■ WHAT TO PRODUCE
Could you repeat every one of the items below, swapping "bracketed list" for "list in square brackets" and leaving everything else unchanged?
============
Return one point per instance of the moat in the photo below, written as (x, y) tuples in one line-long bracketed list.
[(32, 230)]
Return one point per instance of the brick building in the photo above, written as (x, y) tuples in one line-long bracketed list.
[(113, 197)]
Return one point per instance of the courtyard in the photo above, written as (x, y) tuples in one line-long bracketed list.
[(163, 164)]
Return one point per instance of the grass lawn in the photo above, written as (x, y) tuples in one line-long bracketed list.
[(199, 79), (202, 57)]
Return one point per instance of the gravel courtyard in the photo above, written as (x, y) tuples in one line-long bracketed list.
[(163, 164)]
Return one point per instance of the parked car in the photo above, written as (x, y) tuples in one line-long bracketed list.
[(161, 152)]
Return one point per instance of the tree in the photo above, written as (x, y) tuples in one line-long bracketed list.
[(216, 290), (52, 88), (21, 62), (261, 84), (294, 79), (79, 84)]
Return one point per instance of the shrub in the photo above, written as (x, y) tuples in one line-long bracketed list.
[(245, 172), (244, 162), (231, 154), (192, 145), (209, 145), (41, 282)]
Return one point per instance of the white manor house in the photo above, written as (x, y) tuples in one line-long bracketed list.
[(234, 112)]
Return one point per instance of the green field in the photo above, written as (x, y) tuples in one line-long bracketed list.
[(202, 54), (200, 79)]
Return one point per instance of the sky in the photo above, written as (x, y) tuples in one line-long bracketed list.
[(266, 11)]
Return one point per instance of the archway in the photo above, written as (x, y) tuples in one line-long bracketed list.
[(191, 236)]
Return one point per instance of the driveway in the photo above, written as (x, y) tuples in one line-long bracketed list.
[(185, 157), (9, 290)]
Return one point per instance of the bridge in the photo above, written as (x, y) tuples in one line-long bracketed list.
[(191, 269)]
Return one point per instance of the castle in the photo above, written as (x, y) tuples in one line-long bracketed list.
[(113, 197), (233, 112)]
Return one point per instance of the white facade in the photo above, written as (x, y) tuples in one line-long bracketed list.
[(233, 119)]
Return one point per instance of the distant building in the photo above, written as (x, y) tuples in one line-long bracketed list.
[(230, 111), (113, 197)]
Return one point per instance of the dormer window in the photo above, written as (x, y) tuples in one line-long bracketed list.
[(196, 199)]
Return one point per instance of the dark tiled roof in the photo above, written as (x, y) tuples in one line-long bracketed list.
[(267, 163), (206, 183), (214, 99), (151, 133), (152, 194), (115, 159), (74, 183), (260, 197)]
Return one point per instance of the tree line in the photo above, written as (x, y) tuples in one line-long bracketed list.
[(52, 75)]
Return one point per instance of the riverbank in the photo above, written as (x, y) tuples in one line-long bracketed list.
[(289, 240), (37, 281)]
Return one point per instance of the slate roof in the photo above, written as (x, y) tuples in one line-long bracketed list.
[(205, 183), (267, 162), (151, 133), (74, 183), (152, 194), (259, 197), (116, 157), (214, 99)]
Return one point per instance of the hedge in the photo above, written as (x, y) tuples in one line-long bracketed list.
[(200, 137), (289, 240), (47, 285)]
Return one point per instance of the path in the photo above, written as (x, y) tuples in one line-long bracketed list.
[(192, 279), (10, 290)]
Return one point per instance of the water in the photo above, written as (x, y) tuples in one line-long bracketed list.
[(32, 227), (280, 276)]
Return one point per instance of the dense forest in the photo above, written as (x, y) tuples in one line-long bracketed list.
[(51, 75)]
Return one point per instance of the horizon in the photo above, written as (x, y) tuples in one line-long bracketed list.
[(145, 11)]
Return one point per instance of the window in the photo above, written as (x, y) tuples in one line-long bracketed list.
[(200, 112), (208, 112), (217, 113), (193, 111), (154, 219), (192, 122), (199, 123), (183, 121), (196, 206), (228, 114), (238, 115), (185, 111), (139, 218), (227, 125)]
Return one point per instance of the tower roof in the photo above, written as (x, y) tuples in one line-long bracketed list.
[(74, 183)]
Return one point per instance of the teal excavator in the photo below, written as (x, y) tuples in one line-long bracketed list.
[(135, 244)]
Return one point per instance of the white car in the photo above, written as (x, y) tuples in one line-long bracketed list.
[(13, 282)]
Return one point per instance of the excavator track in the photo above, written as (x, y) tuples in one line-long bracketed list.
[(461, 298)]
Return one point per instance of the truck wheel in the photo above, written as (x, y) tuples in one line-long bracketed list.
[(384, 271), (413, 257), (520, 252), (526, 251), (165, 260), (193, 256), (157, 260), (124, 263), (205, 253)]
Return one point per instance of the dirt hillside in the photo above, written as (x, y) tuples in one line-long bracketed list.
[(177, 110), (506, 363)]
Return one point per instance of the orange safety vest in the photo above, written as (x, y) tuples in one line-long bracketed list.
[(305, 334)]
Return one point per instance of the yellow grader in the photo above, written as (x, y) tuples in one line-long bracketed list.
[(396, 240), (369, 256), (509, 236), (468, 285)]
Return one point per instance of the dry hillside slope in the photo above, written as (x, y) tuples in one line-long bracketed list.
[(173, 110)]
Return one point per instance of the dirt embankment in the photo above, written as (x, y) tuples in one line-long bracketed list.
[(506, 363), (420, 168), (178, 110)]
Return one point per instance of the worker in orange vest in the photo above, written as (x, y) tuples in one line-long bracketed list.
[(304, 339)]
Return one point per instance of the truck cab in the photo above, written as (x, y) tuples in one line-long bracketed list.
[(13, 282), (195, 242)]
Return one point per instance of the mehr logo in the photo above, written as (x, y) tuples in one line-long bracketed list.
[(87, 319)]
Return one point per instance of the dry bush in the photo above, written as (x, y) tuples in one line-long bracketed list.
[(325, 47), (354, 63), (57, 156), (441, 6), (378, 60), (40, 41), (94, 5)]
============
■ EXERCISE SOLUTION
Return one point per instance of the moat in the photo below, written as (x, y) tuples in one line-long list in square brackets.
[(32, 230)]
Return one point per instance of the brick building in the photo above, written as (x, y) tuples in one line-long list in square brackets.
[(113, 197)]
Return one point per instance of the courtyard in the photo above, written as (x, y) tuples in one line-long list in square brackets.
[(163, 164)]
Return one point per instance of the grass lawn in the photo above, written as (x, y) tuples in one line-long list in square brackets.
[(199, 79), (202, 57)]
Return one point per instance of the gravel courtyard in the photo above, written as (x, y) tuples in one line-long list in square brackets.
[(163, 164)]
Return one point per instance of the parked car in the photo above, written as (x, y) tuples in one line-long list in square brackets.
[(161, 152)]
Return one point per instance of the tree in the photo above, written as (x, y) tuples in one line-long list in square brackets.
[(216, 290), (52, 88), (21, 62), (261, 84), (294, 79), (79, 84)]
Return one point per instance of the shrub in the photo above, written as (x, y) tuples in one line-long list in square brackets.
[(245, 172), (244, 162), (231, 154), (192, 145), (209, 145), (41, 282)]
Return one point per instance of the white manor house in the photo above, written as (x, y) tuples in one line-long list in square brackets.
[(234, 112)]
Return one point per instance of the green field in the photo above, written as (x, y) tuples in one line-long list in square brackets.
[(202, 54), (200, 79)]
Return one point per instance of the sky in the photo above, written as (x, y) tuples in one line-long list in square brackets.
[(266, 11)]
Return one point per instance of the archway in the photo above, written as (x, y) tuples in one line-long list in square brackets.
[(191, 236)]
Return one point per instance of the driveway in the photo above, written as (x, y) tuples in one line-long list in square brackets.
[(185, 157), (9, 290)]
Return one point per instance of the bridge in the photo above, written as (x, y) tuples in one line-long list in square brackets.
[(191, 269)]
Return one point per instance of the castle in the photo above, written as (x, y) tuples in one line-long list in square brackets.
[(113, 197), (233, 112)]
Return one point per instance of the white facade in the photo above, written as (x, y) tuples in one line-long list in square brackets.
[(233, 119)]
Return one point per instance of the distant building in the photo above, written as (x, y) tuples in one line-long list in square brackets.
[(230, 111), (113, 197)]
Return one point per instance of the dormer window in the photo above, written as (x, y) tuples in one line-long list in square brackets.
[(196, 199)]
Return one point per instance of the dark tiled roof in the photo above, written as (x, y) tuples in one line-long list in square brackets.
[(267, 163), (206, 183), (214, 99), (151, 133), (152, 194), (115, 159), (74, 183), (260, 197)]
Return one point per instance of the tree line in the photo above, written as (x, y) tuples in one line-long list in square brackets.
[(52, 75)]
Return one point per instance of the riverbank in the photo above, written as (x, y) tuples in one line-long list in square brackets.
[(289, 240), (37, 281)]
Return one point per instance of the slate roof in the photo above, written as (x, y) tuples in one line-long list in square brackets.
[(205, 183), (267, 162), (151, 133), (74, 183), (152, 194), (259, 197), (116, 157), (214, 99)]
Return one point per instance of the hedge in the photo above, written as (x, y) tuples in one line-long list in square brackets.
[(200, 137), (289, 240), (47, 285)]
Return one point per instance of the path in the photo above, written as (x, y) tuples in one line-long list in square brackets.
[(192, 279), (10, 290)]
Return one point per instance of the water in the photo above, written as (x, y) tuples in one line-long list in square brackets.
[(32, 227), (280, 276)]
Return one point per instance of the dense forest in the photo above, written as (x, y) tuples in one line-long list in square brackets.
[(51, 75)]
Return one point per instance of the horizon in the photo above, written as (x, y) tuples in one line-long list in square brackets.
[(145, 11)]
Return one point per instance of the window in the photo above, written as (x, y) tuples in one line-long list in square brackets.
[(200, 112), (208, 112), (217, 113), (193, 111), (154, 219), (192, 122), (199, 123), (183, 121), (196, 206), (228, 114), (238, 115), (185, 111), (139, 218), (227, 125)]
Return one point per instance of the tower roof in the photo above, written as (x, y) tuples in one line-long list in square brackets.
[(74, 183)]
Return one point per instance of the teal excavator in the photo below, written as (x, y) tuples in one line-long list in square brackets.
[(135, 244)]
Return one point per instance of the white car in the photo above, written as (x, y) tuples in one line-long list in square brackets.
[(13, 282)]
Return one point per instance of the excavator track in the photo above, written as (x, y) tuples in one line-long list in square brackets.
[(461, 298)]
Return one point per instance of the truck wheel in the photo above, written as (x, y) tuples in one line-long list in square brackets.
[(384, 271), (413, 257), (520, 252), (526, 251), (165, 260), (193, 256), (157, 260), (124, 263), (205, 253)]
Return one point per instance of the dirt hillside in the photo above, written as (x, y) tuples in one line-long list in square brackets.
[(177, 110), (506, 363)]
Return one point per instance of the orange safety vest in the photo above, written as (x, y) tuples in one line-long list in square brackets.
[(305, 334)]
Return one point per instance of the yellow grader in the photo above, written as (x, y) tuples in one line-long list in square brackets.
[(396, 240), (369, 256), (509, 236), (468, 285)]
Return one point per instance of the dry hillside slope in the photo above, written as (x, y) tuples in one line-long list in square brackets.
[(173, 110)]
Return one point per instance of the dirt embankment in the photo above, written as (x, y) tuples in one line-long list in square brackets.
[(506, 363), (420, 168), (178, 110)]
Return one point per instance of the worker in orange vest in the photo above, written as (x, y) tuples in one line-long list in square brackets.
[(304, 339)]
Return one point per instance of the truck cab in the photo above, written as (x, y) tuples in one line-long list in square brackets.
[(13, 282), (195, 242)]
Return one point per instance of the mehr logo in the photo above, written as (x, y) tuples in one line-long list in square brackets.
[(87, 319)]
Return one point per instance of the dry bush in the photo above, written as (x, y) tuples in one line-long list in square brackets.
[(325, 47), (354, 63), (57, 156), (441, 6), (378, 60), (40, 41), (94, 5)]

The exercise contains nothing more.